### Assigned task
In the passage about Dr. Potts below, transcribe the part starting at "Long before he" and ending at "in many countries.", keeping every word and punctuation mark unchanged.

A University of Cambridge–trained obstetrician and reproductive scientist, Dr. Potts emerged in the 1960s as a leader in what was then a revolutionary movement for access to reliable contraception and safe abortion.
Long before he joined the faculty of UC Berkeley School of Public Health in 1992 as the inaugural Fred H. Bixby Endowed Chair in Population and Family Planning, Potts was widely recognized as a visionary, with a rare gift for using science to win opponents over to his mission to promote women’s health—and the right to self-determination—around the world.
Among his many achievements: Potts convinced a priest in Ethiopia to allow the use of contraception to save women’s lives; he performed vasectomies at a train station in India on men who feared going to a hospital; working with his late wife and collaborator, Dr. Martha Campbell, he led international efforts to ensure access to misoprostol to treat and prevent postpartum hemorrhage in many countries.
In 2009, Dr. Potts established UC Berkeley Public Health’s Bixby Center for Population, Health and Sustainability, an enduring institution that embodies his passion for research and for training the next generation of scholars.
“Malcolm was a pioneer whose life’s work transformed global reproductive health and human rights,” said Dr. Michael C. Lu, dean of the UC Berkeley School of Public Health.
“His bold vision was evident as early as 1969, when he famously told Reader’s Digest, ‘It would be a service to mankind if the pill were available in vending machines and cigarettes were placed on prescription.’”

### Dataset entries
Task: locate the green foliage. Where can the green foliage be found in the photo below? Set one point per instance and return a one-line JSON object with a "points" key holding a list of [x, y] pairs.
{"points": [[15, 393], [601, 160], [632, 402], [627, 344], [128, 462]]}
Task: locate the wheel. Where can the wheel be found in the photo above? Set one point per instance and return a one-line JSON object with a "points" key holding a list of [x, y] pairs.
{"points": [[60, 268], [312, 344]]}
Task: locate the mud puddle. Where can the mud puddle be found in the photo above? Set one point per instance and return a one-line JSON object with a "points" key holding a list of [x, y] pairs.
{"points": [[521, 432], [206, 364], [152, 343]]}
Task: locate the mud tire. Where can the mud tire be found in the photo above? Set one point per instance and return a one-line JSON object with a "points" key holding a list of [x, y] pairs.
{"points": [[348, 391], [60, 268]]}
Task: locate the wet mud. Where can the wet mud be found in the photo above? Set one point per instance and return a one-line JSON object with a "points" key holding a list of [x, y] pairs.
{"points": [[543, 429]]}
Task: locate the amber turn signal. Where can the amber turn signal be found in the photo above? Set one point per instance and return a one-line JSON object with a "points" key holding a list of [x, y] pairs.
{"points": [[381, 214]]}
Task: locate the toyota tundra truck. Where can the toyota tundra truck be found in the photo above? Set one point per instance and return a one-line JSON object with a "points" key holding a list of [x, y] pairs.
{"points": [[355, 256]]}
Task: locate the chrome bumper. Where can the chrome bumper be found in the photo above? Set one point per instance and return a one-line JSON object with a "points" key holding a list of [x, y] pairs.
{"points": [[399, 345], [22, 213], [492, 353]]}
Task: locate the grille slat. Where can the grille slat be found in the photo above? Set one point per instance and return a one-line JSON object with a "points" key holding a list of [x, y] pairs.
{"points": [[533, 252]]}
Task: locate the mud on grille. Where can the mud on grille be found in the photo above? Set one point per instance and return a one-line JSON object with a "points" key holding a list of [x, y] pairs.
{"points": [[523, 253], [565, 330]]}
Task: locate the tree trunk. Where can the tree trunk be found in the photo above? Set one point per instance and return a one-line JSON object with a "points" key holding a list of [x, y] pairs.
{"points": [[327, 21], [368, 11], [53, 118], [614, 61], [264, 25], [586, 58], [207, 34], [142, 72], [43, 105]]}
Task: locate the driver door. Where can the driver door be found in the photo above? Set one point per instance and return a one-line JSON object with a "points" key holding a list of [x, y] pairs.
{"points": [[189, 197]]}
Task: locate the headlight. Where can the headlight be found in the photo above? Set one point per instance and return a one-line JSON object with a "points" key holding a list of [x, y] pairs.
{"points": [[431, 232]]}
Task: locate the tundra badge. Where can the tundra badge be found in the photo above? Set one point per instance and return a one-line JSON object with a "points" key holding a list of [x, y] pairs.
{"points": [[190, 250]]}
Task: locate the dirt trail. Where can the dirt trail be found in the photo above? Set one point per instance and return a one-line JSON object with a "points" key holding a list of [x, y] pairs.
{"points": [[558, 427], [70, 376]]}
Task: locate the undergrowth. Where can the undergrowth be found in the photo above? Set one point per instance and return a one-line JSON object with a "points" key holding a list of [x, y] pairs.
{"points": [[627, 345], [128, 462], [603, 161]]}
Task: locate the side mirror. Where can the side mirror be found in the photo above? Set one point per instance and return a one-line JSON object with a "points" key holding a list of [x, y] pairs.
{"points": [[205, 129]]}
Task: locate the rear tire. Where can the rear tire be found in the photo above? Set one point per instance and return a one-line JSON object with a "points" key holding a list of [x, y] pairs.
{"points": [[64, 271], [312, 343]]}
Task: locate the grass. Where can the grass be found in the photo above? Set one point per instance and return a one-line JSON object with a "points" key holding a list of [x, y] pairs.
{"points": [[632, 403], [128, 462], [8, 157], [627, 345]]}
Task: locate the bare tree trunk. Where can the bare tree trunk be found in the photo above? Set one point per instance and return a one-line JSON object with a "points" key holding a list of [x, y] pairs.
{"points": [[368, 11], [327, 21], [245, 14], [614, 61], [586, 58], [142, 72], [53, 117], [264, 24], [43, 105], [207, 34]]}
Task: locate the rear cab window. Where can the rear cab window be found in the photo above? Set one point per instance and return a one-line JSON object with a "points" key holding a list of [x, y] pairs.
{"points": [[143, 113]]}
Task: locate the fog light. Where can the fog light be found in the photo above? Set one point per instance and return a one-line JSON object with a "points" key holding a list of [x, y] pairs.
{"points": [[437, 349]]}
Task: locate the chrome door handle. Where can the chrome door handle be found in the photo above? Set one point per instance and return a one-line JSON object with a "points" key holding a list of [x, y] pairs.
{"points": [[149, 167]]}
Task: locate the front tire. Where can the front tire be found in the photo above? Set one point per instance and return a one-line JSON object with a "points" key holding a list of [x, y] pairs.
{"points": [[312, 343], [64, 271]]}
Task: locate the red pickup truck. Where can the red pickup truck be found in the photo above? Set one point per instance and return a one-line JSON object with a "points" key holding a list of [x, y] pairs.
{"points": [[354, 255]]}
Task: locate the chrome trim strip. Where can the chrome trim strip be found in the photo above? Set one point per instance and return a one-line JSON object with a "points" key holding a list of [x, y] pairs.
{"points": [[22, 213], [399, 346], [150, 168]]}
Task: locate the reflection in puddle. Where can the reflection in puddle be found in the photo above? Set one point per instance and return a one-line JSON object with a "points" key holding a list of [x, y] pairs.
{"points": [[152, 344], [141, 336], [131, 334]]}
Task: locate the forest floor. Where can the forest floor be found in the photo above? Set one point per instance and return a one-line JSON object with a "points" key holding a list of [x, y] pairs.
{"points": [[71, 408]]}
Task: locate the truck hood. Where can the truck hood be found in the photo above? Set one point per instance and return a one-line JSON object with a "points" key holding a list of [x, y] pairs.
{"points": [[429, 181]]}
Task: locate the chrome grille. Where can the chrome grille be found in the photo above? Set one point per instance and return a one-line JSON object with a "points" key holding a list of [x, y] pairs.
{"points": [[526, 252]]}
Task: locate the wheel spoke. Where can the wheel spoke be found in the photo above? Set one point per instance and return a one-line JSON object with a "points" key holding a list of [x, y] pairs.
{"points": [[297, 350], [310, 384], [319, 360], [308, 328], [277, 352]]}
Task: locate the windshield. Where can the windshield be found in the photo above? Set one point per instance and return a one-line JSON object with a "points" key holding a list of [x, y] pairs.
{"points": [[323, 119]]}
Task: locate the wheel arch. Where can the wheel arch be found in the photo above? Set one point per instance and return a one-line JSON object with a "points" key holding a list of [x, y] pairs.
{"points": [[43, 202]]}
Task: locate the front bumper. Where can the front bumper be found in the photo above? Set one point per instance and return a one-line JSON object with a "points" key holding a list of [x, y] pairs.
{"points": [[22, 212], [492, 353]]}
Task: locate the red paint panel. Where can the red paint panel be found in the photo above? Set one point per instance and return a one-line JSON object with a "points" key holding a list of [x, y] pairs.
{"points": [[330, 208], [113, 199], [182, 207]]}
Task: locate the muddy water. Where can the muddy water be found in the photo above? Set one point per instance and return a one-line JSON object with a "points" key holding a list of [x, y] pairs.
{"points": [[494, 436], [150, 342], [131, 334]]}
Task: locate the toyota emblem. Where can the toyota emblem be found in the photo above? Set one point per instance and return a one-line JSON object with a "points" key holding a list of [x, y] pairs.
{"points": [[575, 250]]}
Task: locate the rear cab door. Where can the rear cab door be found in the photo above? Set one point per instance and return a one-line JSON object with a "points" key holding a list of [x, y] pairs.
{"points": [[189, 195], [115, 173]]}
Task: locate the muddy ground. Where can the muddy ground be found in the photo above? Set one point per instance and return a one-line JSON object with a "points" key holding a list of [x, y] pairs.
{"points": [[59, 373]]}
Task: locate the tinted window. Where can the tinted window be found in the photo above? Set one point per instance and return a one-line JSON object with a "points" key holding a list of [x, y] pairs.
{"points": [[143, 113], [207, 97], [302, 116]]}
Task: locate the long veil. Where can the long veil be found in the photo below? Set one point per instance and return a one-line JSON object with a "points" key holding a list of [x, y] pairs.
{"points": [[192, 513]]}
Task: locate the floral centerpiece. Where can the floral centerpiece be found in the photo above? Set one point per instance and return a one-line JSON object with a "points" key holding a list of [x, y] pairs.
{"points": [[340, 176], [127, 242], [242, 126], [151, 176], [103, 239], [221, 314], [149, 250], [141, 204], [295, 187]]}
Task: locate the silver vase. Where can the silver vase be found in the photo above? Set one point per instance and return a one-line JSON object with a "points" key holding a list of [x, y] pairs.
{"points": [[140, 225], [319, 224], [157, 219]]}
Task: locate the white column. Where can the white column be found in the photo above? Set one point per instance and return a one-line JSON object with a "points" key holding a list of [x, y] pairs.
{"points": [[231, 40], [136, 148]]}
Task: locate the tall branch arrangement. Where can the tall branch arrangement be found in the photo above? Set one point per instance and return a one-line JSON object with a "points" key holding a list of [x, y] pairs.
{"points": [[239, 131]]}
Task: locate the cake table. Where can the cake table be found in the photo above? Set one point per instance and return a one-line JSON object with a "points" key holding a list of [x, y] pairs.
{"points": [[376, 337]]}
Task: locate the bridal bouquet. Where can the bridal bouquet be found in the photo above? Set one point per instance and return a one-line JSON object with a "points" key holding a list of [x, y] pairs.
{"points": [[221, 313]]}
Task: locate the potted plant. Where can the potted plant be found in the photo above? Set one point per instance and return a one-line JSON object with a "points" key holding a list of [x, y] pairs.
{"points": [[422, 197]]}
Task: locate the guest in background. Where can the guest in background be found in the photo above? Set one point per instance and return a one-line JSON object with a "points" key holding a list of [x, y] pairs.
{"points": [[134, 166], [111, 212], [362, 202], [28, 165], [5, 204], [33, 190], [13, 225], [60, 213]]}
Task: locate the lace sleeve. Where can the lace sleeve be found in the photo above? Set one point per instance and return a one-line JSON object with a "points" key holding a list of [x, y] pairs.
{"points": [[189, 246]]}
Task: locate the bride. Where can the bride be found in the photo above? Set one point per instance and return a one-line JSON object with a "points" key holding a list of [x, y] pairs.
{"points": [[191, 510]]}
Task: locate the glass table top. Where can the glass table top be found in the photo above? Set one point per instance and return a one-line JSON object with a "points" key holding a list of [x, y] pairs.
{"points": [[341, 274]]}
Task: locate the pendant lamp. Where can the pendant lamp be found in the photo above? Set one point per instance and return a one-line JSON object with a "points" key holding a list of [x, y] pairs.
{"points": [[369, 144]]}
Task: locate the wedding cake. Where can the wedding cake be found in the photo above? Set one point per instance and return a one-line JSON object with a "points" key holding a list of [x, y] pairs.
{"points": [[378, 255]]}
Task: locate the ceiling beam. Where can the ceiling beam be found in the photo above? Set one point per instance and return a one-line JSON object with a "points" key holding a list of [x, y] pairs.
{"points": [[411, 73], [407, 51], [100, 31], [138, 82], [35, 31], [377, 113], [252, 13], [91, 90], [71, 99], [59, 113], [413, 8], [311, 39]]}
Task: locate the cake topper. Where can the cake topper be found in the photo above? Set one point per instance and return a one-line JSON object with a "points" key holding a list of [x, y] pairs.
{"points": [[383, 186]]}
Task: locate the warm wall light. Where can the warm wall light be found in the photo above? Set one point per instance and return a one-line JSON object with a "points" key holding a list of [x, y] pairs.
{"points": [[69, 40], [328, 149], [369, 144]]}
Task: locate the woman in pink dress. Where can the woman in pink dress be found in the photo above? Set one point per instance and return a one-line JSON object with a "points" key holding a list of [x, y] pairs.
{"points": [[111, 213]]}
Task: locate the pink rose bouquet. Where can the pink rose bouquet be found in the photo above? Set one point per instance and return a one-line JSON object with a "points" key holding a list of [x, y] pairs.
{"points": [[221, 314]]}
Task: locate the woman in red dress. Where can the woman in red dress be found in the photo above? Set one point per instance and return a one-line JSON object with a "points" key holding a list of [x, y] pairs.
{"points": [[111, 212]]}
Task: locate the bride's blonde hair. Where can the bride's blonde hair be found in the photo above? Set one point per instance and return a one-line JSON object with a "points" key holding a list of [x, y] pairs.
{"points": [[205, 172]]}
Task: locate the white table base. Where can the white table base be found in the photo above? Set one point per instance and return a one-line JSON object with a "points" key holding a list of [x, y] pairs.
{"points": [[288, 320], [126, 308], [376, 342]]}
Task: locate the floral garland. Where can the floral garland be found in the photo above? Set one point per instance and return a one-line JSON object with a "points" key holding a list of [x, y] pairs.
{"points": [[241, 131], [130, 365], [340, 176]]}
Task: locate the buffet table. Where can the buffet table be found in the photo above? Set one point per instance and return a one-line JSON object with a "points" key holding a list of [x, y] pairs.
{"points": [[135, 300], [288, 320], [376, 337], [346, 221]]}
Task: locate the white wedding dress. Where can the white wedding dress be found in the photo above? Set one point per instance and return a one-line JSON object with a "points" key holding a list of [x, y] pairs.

### Output of the task
Long before he joined the faculty of UC Berkeley School of Public Health in 1992 as the inaugural Fred H. Bixby Endowed Chair in Population and Family Planning, Potts was widely recognized as a visionary, with a rare gift for using science to win opponents over to his mission to promote women’s health—and the right to self-determination—around the world.
Among his many achievements: Potts convinced a priest in Ethiopia to allow the use of contraception to save women’s lives; he performed vasectomies at a train station in India on men who feared going to a hospital; working with his late wife and collaborator, Dr. Martha Campbell, he led international efforts to ensure access to misoprostol to treat and prevent postpartum hemorrhage in many countries.